• [WHAT TO PRODUCE]
Exactly as they stand, set down the following records once more.

• [PROVIDED DATA]
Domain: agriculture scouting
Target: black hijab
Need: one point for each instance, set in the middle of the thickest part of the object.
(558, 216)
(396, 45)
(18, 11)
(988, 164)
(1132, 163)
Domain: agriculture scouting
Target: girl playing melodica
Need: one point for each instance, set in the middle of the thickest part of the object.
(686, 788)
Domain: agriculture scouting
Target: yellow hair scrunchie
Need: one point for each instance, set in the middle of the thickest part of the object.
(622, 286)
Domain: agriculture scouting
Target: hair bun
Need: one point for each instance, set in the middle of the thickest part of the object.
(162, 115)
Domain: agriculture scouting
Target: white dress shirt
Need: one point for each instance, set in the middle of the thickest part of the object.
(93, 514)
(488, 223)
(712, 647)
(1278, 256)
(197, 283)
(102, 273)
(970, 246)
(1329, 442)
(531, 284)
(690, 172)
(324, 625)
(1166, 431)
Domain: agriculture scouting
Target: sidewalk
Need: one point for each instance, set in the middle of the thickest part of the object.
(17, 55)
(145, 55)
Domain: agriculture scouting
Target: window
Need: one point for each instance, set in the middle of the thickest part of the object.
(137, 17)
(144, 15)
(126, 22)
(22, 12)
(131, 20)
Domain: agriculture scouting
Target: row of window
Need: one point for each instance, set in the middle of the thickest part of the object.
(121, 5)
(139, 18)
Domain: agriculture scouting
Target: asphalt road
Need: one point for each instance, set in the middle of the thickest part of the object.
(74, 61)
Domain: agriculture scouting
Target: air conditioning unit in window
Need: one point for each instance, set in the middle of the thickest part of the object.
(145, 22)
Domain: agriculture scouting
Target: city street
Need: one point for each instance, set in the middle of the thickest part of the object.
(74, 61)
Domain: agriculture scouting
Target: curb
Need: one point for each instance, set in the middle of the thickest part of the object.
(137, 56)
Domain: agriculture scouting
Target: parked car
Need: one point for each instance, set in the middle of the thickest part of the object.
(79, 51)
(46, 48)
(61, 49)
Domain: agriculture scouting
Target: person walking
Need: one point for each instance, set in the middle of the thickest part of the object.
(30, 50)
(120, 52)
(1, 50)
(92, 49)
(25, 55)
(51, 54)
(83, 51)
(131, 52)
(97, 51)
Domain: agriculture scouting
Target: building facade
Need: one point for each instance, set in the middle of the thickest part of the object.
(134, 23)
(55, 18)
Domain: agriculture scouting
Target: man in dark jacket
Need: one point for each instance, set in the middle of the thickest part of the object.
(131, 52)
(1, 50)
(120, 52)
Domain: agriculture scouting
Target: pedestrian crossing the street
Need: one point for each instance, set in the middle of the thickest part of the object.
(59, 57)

• [OUTPUT OF THE EXERCISE]
Domain: agriculture scouting
Target: black hijab
Need: one point for each instance, set in the middle of the thickest part of the object.
(558, 216)
(396, 45)
(18, 11)
(988, 164)
(1132, 163)
Domain: agriculture scouting
Target: girl playing melodica
Need: one point for each instance, set in the middle of the thickest part of the object.
(686, 788)
Domain: agriculture scouting
Target: yellow hair scrunchie
Need: one point for each instance, set in the middle of the thickest part of the object.
(622, 286)
Domain: agriculture scouting
Target: hair bun
Need: one point for each instance, set in the middle of the thickest part of the object.
(162, 115)
Domain: agriculture scouting
Target: white dress shirt
Need: one point for each instance, set in the middle of the thickest part of the object.
(93, 514)
(488, 223)
(712, 647)
(1278, 256)
(197, 283)
(102, 273)
(970, 246)
(1329, 442)
(531, 284)
(690, 172)
(324, 625)
(1166, 431)
Domain: agriculture scouting
Target: sidewalk
Need: one point for each instance, set in the middle of the thickest part of the object.
(17, 55)
(145, 55)
Domain: agriculture scouting
Target: window
Need: one point for each instance, set in the middle of the thickest part of the object.
(137, 17)
(144, 15)
(126, 22)
(22, 12)
(131, 20)
Domain: agriculture scouting
Target: row of window
Need: one point for each instance, set in the middle of the thickest part of the object.
(121, 5)
(139, 18)
Domain: agriculture scouting
Target: asphalt road
Need: one point for each instance, set in the middle of the thickest part of the object.
(74, 61)
Domain: agriculture scouting
Target: air conditioning unit in window
Need: one point for each instance, set in the middle of the thickest part of the object.
(145, 22)
Domain: agriculture scouting
Target: city street
Need: one point for each instance, set in the middle of the thickest part of the object.
(74, 61)
Domain: agriculture scouting
Target: curb
Need: one point for each instance, set in the middle of the thickest part of the object.
(137, 56)
Domain: agriculture scouting
Target: parked car
Need: one point for each instance, set in the middle of the thickest part of the object.
(79, 51)
(46, 48)
(61, 49)
Domain: agriculture scouting
Target: person walking
Need: one point for each instance, set in the middle of the thickest part of the object.
(30, 50)
(120, 52)
(1, 50)
(92, 49)
(25, 55)
(51, 54)
(83, 51)
(131, 52)
(97, 51)
Domain: agriculture scouting
Target: building facade
Need: one point for each instance, set in the middle of the thickest part of the object.
(134, 23)
(55, 18)
Domain: agriculture scouting
Target: man in dark jacket
Need: one point for each instance, set in the middle of the thickest part of the object.
(131, 52)
(1, 50)
(120, 52)
Domain: agriculture scouting
Target: pedestrian crossing the street
Need: one point for each instance, set in the middle of the thickest part of the object.
(59, 57)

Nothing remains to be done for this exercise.